TEXT FOR ANALYSIS:
------------------------------------

Neighborhood in Baghdad, Iraq

Hay Al-Jamiaa (حي الجامعة) is a neighborhood near the Mansour district of Baghdad, Iraq.

Its small river name Aldawoody otherwise government removed small river and created an area for houses.
The neighborhood was originally created during the mid-1960s, to provide housing and its old name Aldawoody was changed to Alkhaadraa. Now its name is Hay Al-Jamia and the government gave some of the houses for Ministry of Agriculture, some houses for a companion in Baath Party, some for police and some for university professors.

In old times (Hay Aljamiaa) three parts: the first part name alshurta means police houses, the second dor alrefaq means house of a companion in Baath Party and the third part jamiaa means university in Arabic. Hence, its full name is "Hay Al-Jamia" or "University Neighborhood".

During the sectarian troubles that plagued Baghdad, Hay Al-Jamia became one of the primary troubled areas in Western Baghdad, to the point that during the period from late 2006 to early 2007, the whole neighborhood became a de facto "ghost town". However, after the return of security in 2008, it regained much of its former vitality.

==Geography==
Hay Al-Jamiaa is located in the western part of Baghdad and is bordered by several neighborhoods: to the north, it is bordered by Al-Adil; to the east, it shares borders with Al-Mansur and Al-Dawoodi; to the south, it is adjacent to Al-Shurta; and to the west, it is bordered by Al-Khadraa and Al-Ghazaliah.

==Transport==
Al-Rabiaa Street (شارع الربيع) is a major access road and the main market area, and passes from north to south in the eastern half of Al-Jami'a.

------------------------------------

THE DATA:

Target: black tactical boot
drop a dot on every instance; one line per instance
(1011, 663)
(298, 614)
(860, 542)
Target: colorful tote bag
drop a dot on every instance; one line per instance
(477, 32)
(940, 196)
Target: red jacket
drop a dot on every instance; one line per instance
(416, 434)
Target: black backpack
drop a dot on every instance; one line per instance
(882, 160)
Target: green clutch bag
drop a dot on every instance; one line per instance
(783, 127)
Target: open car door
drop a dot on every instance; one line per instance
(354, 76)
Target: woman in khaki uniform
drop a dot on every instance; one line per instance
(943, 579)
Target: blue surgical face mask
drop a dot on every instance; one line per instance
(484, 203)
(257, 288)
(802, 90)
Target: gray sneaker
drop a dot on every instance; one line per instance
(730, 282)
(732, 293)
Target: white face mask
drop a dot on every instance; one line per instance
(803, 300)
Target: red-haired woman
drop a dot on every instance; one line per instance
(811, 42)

------------------------------------

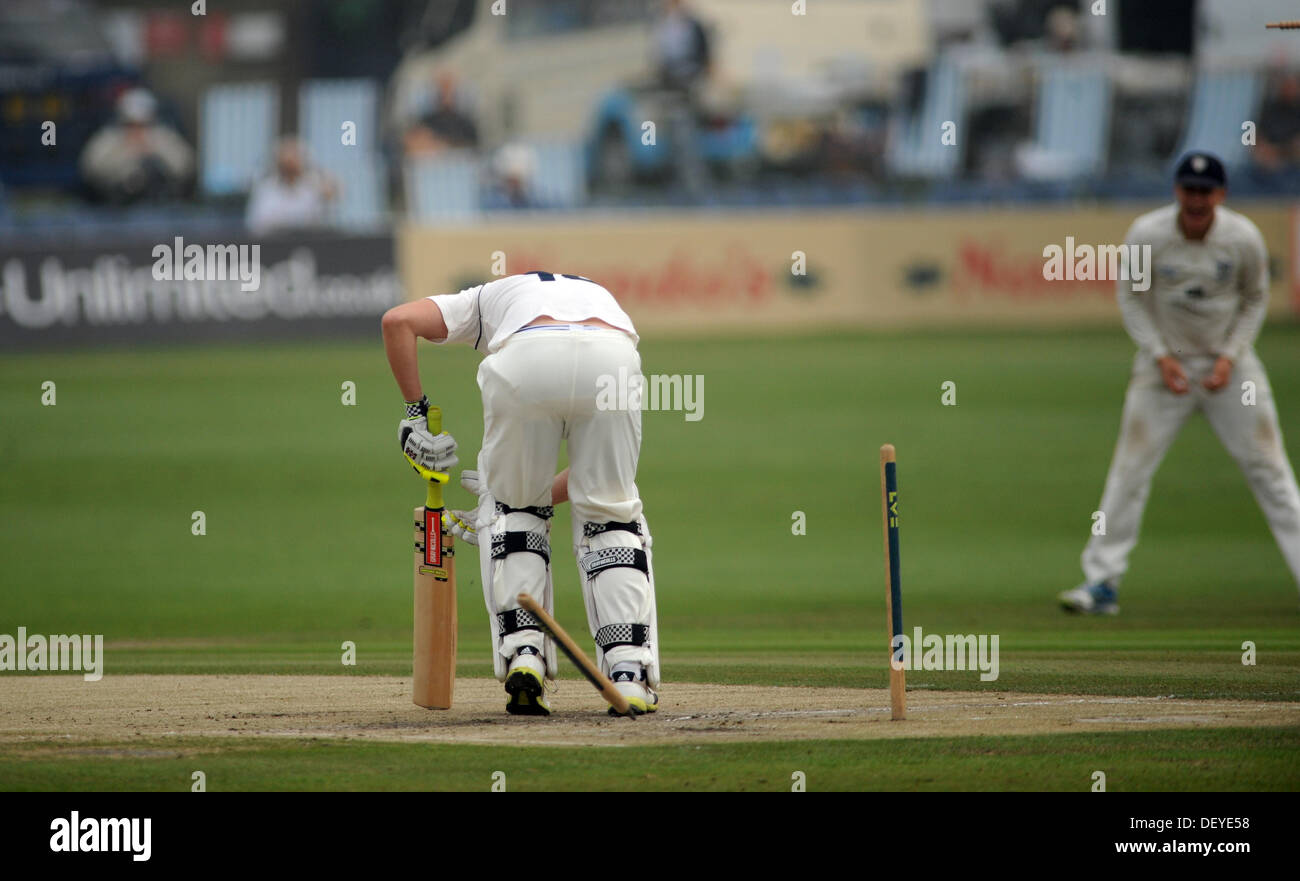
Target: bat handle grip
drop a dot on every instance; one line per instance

------------------------------------

PROBLEMS TO SOLVE:
- 1) Answer these from the Hay Al-Jamiaa article:
(a) When was the neighborhood originally created?
(b) Which neighborhood borders it to the north?
(c) In which direction does Al-Rabiaa Street pass through the neighborhood?
- 2) Output the passage of the Hay Al-Jamiaa article from "During the sectarian" to "its former vitality.".
Use only the Hay Al-Jamiaa article to answer, not the entries.

RESULTS FOR EACH TASK:
- 1)
(a) During the mid-1960s.
(b) Al-Adil.
(c) From north to south, in the eastern half of Al-Jami'a.

- 2)
During the sectarian troubles that plagued Baghdad, Hay Al-Jamia became one of the primary troubled areas in Western Baghdad, to the point that during the period from late 2006 to early 2007, the whole neighborhood became a de facto "ghost town". However, after the return of security in 2008, it regained much of its former vitality.